Exercise instructions: Scan the entries for the word "block" and return every line that has it.

Entries supplied:
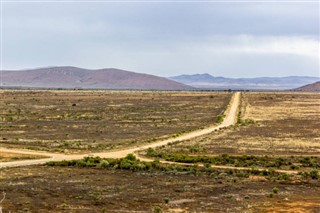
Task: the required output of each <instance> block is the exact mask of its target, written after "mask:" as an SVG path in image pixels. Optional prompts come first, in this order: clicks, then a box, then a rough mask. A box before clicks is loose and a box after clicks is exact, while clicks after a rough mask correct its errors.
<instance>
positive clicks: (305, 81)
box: [168, 73, 320, 90]
mask: <svg viewBox="0 0 320 213" xmlns="http://www.w3.org/2000/svg"><path fill="white" fill-rule="evenodd" d="M168 79H171V80H174V81H176V82H179V83H183V84H186V85H189V86H192V87H195V88H202V89H258V90H259V89H261V90H286V89H293V88H297V87H301V86H303V85H306V84H311V83H314V82H316V81H319V80H320V78H319V77H306V76H289V77H261V78H224V77H214V76H212V75H210V74H207V73H206V74H195V75H179V76H174V77H169V78H168Z"/></svg>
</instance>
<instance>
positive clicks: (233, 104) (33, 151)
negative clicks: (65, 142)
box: [0, 92, 240, 168]
mask: <svg viewBox="0 0 320 213" xmlns="http://www.w3.org/2000/svg"><path fill="white" fill-rule="evenodd" d="M239 102H240V92H236V93H235V94H234V95H233V97H232V99H231V101H230V104H229V106H228V108H227V110H226V112H225V115H226V117H225V118H224V120H223V122H222V123H221V124H219V125H215V126H211V127H208V128H205V129H202V130H197V131H193V132H190V133H186V134H183V135H181V136H178V137H175V138H169V139H166V140H160V141H156V142H154V143H150V144H147V145H140V146H137V147H133V148H127V149H124V150H119V151H111V152H100V153H90V154H79V155H66V154H55V153H48V152H37V151H28V150H17V149H6V148H0V153H1V152H12V153H19V154H29V155H42V156H46V157H47V158H44V159H37V160H22V161H12V162H3V163H0V168H1V167H18V166H27V165H36V164H44V163H47V162H49V161H62V160H77V159H82V158H83V157H86V156H99V157H102V158H123V157H125V156H126V155H127V154H129V153H134V152H137V151H140V150H144V149H148V148H155V147H158V146H162V145H167V144H168V143H172V142H176V141H182V140H188V139H192V138H195V137H199V136H201V135H205V134H209V133H211V132H213V131H215V130H218V129H221V128H223V127H227V126H230V125H233V124H234V123H235V122H236V118H237V110H238V106H239ZM138 157H139V156H138ZM139 158H140V157H139ZM141 160H143V159H142V158H141Z"/></svg>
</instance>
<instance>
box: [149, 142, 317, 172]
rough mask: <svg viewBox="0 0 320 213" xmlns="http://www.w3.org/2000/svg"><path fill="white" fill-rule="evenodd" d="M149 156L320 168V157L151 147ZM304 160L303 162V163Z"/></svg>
mask: <svg viewBox="0 0 320 213" xmlns="http://www.w3.org/2000/svg"><path fill="white" fill-rule="evenodd" d="M192 150H193V152H196V151H197V150H199V144H196V145H194V146H192ZM146 154H147V156H149V157H153V158H161V159H164V160H167V161H173V162H181V163H203V164H213V165H228V166H235V167H262V168H276V169H280V168H283V169H284V168H285V169H292V168H294V169H296V168H298V166H297V164H299V165H300V167H299V168H320V167H319V161H320V158H318V157H307V158H306V157H289V158H284V157H269V156H267V155H266V156H254V155H227V154H222V155H217V156H205V155H197V156H190V155H187V154H180V153H170V152H169V153H168V152H164V151H157V150H154V149H152V148H149V149H148V150H147V152H146ZM301 162H302V163H301Z"/></svg>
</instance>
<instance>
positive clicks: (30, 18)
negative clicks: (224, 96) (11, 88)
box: [1, 0, 320, 77]
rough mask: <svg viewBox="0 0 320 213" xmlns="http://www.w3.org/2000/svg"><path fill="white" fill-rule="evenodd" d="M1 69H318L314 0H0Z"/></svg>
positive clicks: (265, 74)
mask: <svg viewBox="0 0 320 213" xmlns="http://www.w3.org/2000/svg"><path fill="white" fill-rule="evenodd" d="M2 36H3V38H2V45H1V48H2V52H3V55H2V59H3V60H2V65H3V69H4V70H12V69H14V70H17V69H26V68H35V67H47V66H62V65H70V66H77V67H83V68H92V69H98V68H110V67H114V68H119V69H125V70H130V71H136V72H142V73H149V74H155V75H159V76H174V75H179V74H195V73H209V74H212V75H213V76H225V77H258V76H288V75H306V76H320V74H319V60H320V52H319V44H320V39H319V2H317V1H314V2H296V3H294V2H292V1H291V2H282V3H281V2H280V3H279V2H273V3H270V2H264V3H262V2H257V1H255V2H243V1H242V2H186V1H185V2H178V1H175V2H159V1H158V2H151V3H148V2H137V1H136V2H82V3H79V2H59V1H55V2H53V1H51V2H45V1H42V2H12V1H11V2H10V1H9V0H8V1H4V2H3V3H2Z"/></svg>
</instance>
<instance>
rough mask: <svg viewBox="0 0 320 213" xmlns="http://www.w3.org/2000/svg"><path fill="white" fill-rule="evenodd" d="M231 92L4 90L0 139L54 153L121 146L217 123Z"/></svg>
mask: <svg viewBox="0 0 320 213" xmlns="http://www.w3.org/2000/svg"><path fill="white" fill-rule="evenodd" d="M231 95H232V93H228V92H216V93H212V92H160V91H22V90H20V91H10V90H7V91H2V93H1V102H0V110H1V111H0V115H1V120H0V125H1V128H0V134H1V138H0V143H1V144H2V145H3V146H5V147H14V148H19V147H20V148H21V147H23V148H29V149H36V150H45V151H50V152H66V153H75V152H82V153H85V152H92V151H99V150H100V151H101V150H110V149H119V148H123V147H126V146H132V145H136V144H141V143H148V142H152V141H155V140H156V139H159V138H167V137H171V136H172V135H174V134H178V133H182V132H187V131H191V130H195V129H198V128H201V127H204V126H206V125H210V124H214V123H215V122H216V120H217V116H218V115H220V114H222V113H223V111H224V109H225V107H226V106H227V104H228V103H229V101H230V98H231Z"/></svg>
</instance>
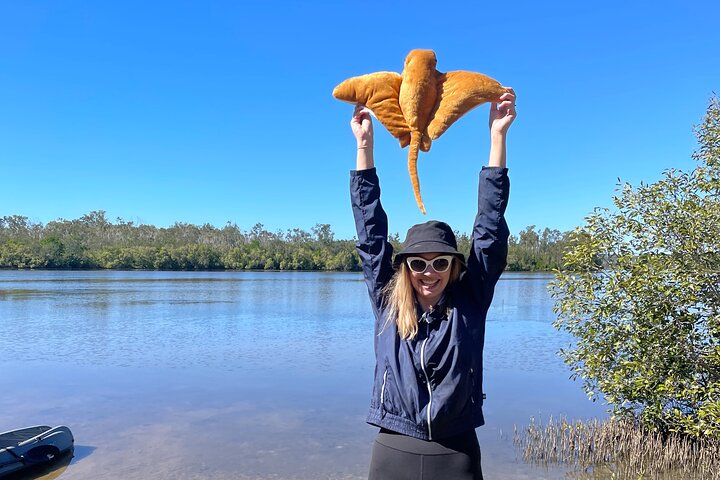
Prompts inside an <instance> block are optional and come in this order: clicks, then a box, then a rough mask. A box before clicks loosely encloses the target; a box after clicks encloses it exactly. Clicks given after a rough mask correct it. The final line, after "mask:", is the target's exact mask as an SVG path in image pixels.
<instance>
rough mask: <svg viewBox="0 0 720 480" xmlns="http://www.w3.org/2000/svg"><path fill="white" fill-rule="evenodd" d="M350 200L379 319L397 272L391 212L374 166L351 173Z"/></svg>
mask: <svg viewBox="0 0 720 480" xmlns="http://www.w3.org/2000/svg"><path fill="white" fill-rule="evenodd" d="M350 199H351V203H352V210H353V216H354V217H355V228H356V231H357V238H358V241H357V244H356V245H355V246H356V248H357V252H358V254H359V255H360V259H361V261H362V269H363V274H364V276H365V283H366V284H367V287H368V293H369V294H370V300H371V301H372V305H373V311H374V313H375V318H376V319H379V318H380V306H381V302H382V289H383V287H384V286H385V284H387V282H388V281H389V280H390V278H391V277H392V275H393V273H394V271H393V268H392V254H393V247H392V245H391V244H390V242H388V222H387V215H386V214H385V210H383V208H382V205H381V203H380V181H379V179H378V176H377V172H376V170H375V169H374V168H371V169H368V170H353V171H351V172H350Z"/></svg>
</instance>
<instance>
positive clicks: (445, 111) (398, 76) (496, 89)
mask: <svg viewBox="0 0 720 480" xmlns="http://www.w3.org/2000/svg"><path fill="white" fill-rule="evenodd" d="M436 65H437V59H436V58H435V52H433V51H432V50H413V51H412V52H410V53H409V54H408V56H407V58H406V59H405V67H404V68H403V72H402V74H401V75H399V74H397V73H395V72H377V73H370V74H368V75H361V76H359V77H353V78H349V79H347V80H345V81H344V82H342V83H341V84H340V85H338V86H337V87H335V90H333V96H334V97H335V98H337V99H338V100H343V101H345V102H350V103H353V104H361V105H365V106H366V107H367V108H369V109H370V110H372V112H373V113H374V114H375V116H376V117H377V119H378V120H379V121H380V122H381V123H382V124H383V125H385V128H387V129H388V131H389V132H390V134H391V135H392V136H393V137H395V138H397V139H398V140H399V141H400V146H401V147H402V148H404V147H406V146H408V145H410V149H409V151H408V170H409V171H410V181H411V182H412V186H413V191H414V192H415V201H416V202H417V204H418V207H420V211H421V212H422V213H423V214H424V213H425V206H424V205H423V202H422V197H421V196H420V182H419V180H418V176H417V159H418V153H419V150H422V151H423V152H427V151H429V150H430V146H431V144H432V141H433V140H436V139H437V138H438V137H440V135H442V134H443V133H445V130H447V129H448V128H449V127H450V125H452V124H453V123H454V122H455V121H456V120H457V119H458V118H460V117H462V116H463V115H465V114H466V113H467V112H469V111H470V110H472V109H473V108H475V107H477V106H478V105H481V104H483V103H485V102H497V101H499V99H500V96H501V95H502V94H503V93H505V92H506V91H507V90H506V89H505V88H504V87H503V86H502V85H500V83H498V82H497V81H495V80H493V79H492V78H490V77H487V76H485V75H483V74H481V73H473V72H466V71H463V70H458V71H455V72H447V73H441V72H438V71H437V70H436V69H435V66H436Z"/></svg>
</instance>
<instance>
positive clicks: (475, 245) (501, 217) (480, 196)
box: [468, 89, 516, 306]
mask: <svg viewBox="0 0 720 480" xmlns="http://www.w3.org/2000/svg"><path fill="white" fill-rule="evenodd" d="M515 117H516V112H515V92H514V91H513V90H512V89H509V91H508V92H507V93H505V94H503V96H502V97H500V103H497V104H496V103H493V104H492V105H491V107H490V121H489V124H490V159H489V161H488V166H487V167H483V169H482V171H481V172H480V182H479V186H478V213H477V216H476V217H475V224H474V226H473V234H472V249H471V252H470V257H469V258H468V273H469V276H470V281H471V282H472V284H473V289H474V290H475V291H476V292H477V293H478V294H479V295H481V297H482V299H483V301H484V302H485V303H486V305H487V306H489V305H490V301H491V300H492V296H493V293H494V290H495V284H496V283H497V280H498V279H499V278H500V274H501V273H502V272H503V270H504V269H505V265H506V264H507V242H508V237H509V235H510V232H509V230H508V227H507V223H506V222H505V209H506V207H507V202H508V196H509V193H510V180H509V179H508V176H507V168H506V165H507V153H506V149H507V148H506V145H507V141H506V139H507V132H508V129H509V128H510V125H511V124H512V122H513V121H514V120H515Z"/></svg>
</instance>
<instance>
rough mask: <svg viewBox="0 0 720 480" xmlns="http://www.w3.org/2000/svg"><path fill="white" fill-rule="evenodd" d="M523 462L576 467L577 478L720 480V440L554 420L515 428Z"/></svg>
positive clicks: (537, 463)
mask: <svg viewBox="0 0 720 480" xmlns="http://www.w3.org/2000/svg"><path fill="white" fill-rule="evenodd" d="M514 442H515V445H516V446H518V448H520V449H521V450H522V453H523V458H524V459H525V461H526V462H528V463H532V464H536V465H541V466H542V465H544V466H546V467H547V466H549V465H554V464H565V465H568V466H571V467H575V468H574V470H575V475H574V478H577V479H613V480H625V479H627V480H641V479H663V480H666V479H667V480H669V479H673V480H675V479H678V480H720V441H719V440H718V439H712V438H700V439H695V438H689V437H684V436H680V435H674V434H669V435H662V434H660V433H656V432H653V431H650V430H649V429H647V428H643V427H642V426H641V425H640V424H639V423H637V422H635V421H631V420H624V419H609V420H605V421H599V420H597V419H595V420H589V421H575V422H569V421H568V420H566V419H564V418H561V419H559V420H554V419H553V418H552V417H551V418H550V419H549V421H548V422H547V424H544V425H543V424H541V423H539V422H536V421H535V419H534V418H533V419H531V422H530V424H529V425H528V426H527V427H525V428H523V429H518V428H517V426H516V427H515V434H514Z"/></svg>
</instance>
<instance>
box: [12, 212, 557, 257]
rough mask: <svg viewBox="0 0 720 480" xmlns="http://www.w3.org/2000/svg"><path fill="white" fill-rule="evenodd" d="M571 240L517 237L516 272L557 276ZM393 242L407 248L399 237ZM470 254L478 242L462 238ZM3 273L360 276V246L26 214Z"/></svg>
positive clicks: (181, 226)
mask: <svg viewBox="0 0 720 480" xmlns="http://www.w3.org/2000/svg"><path fill="white" fill-rule="evenodd" d="M565 237H566V235H565V234H561V233H560V232H559V231H557V230H549V229H547V228H546V229H545V230H543V231H542V232H540V231H537V230H536V229H535V227H534V226H530V227H527V228H526V229H525V230H523V231H521V232H520V233H519V235H517V236H512V237H511V238H510V251H509V254H508V269H509V270H522V271H534V270H551V269H553V268H557V267H559V265H560V262H561V256H562V250H563V246H564V243H565ZM390 241H391V243H393V245H394V246H395V248H396V251H397V248H399V247H400V238H399V236H398V234H393V235H391V238H390ZM458 243H459V245H458V248H459V249H460V251H463V252H467V251H468V249H469V248H470V238H469V236H468V235H467V234H462V233H459V234H458ZM0 268H23V269H24V268H40V269H122V270H124V269H148V270H333V271H357V270H360V259H359V257H358V255H357V253H356V252H355V240H337V239H335V235H334V234H333V232H332V229H331V228H330V225H328V224H317V225H315V226H314V227H313V228H312V229H311V231H310V232H307V231H305V230H301V229H298V228H295V229H292V230H287V231H286V232H275V233H273V232H269V231H267V230H265V228H264V227H263V225H262V224H257V225H255V226H254V227H252V228H251V229H250V230H249V231H243V230H241V229H240V228H239V227H238V226H237V225H235V224H232V223H228V224H227V225H225V226H224V227H222V228H217V227H214V226H212V225H209V224H205V225H202V226H198V225H192V224H188V223H175V224H174V225H173V226H171V227H168V228H158V227H155V226H153V225H136V224H134V223H133V222H126V221H123V220H122V219H119V218H118V219H117V220H116V222H115V223H112V222H110V221H108V219H107V218H106V216H105V212H104V211H102V210H100V211H94V212H90V213H88V214H87V215H84V216H82V217H81V218H79V219H76V220H57V221H53V222H49V223H48V224H46V225H42V224H40V223H33V222H29V221H28V219H27V217H22V216H18V215H12V216H5V217H0Z"/></svg>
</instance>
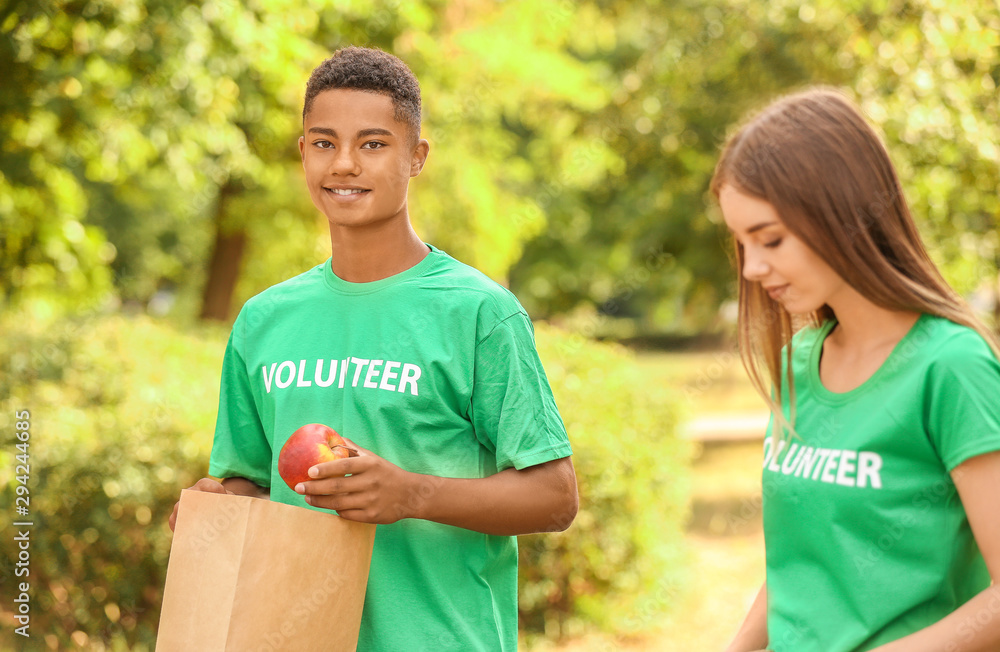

Task solution:
Task: the required output of each <instance> block is the exact mask of its target, written after "mask:" as an SVG path in image pixels. Optional prompts come first, in this order: clicks, then a box, then a rough mask. A box before clicks is loose and a box after clicks is exact, while clicks after a rough mask correct its errors.
Prompts inside an <instance> block are optional and come in this order: clicks, then a box, then a rough mask. A box before clicks loosely encloses the target; a box after clicks encloses it exactly. Clicks given after a rough mask correct it. The final line, after "mask:", is the target's exact mask as an SVG path in image pixels.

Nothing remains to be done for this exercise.